╔══
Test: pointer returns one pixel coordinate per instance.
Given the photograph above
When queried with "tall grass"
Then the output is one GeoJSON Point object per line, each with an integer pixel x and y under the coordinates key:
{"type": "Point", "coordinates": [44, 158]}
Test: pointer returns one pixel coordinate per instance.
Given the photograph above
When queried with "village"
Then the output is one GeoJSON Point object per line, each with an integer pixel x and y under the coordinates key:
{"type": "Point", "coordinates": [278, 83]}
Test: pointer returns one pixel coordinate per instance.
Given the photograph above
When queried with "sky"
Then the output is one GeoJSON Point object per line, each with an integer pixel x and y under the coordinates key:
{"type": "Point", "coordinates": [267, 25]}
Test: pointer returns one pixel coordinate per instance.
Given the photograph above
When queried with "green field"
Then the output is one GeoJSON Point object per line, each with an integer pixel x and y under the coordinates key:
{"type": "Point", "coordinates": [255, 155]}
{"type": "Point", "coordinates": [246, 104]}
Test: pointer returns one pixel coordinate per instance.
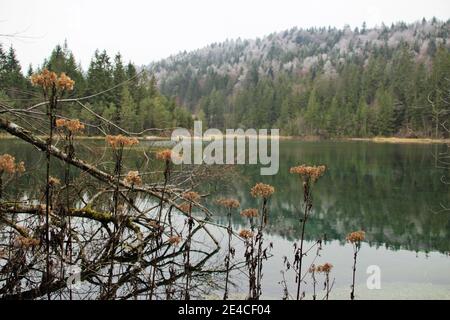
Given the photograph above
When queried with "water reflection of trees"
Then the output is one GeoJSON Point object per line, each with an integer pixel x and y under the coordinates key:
{"type": "Point", "coordinates": [391, 191]}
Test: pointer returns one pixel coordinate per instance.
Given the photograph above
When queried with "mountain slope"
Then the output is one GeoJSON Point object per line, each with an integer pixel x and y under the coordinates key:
{"type": "Point", "coordinates": [326, 81]}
╚══
Which lines in the data hold the string "queried"? Copy each of them.

* **Completed task**
When queried with "tall grass"
When queried with "village"
When queried with "sky"
When queried with "green field"
When queried with "water reflection of trees"
When queried with "mountain slope"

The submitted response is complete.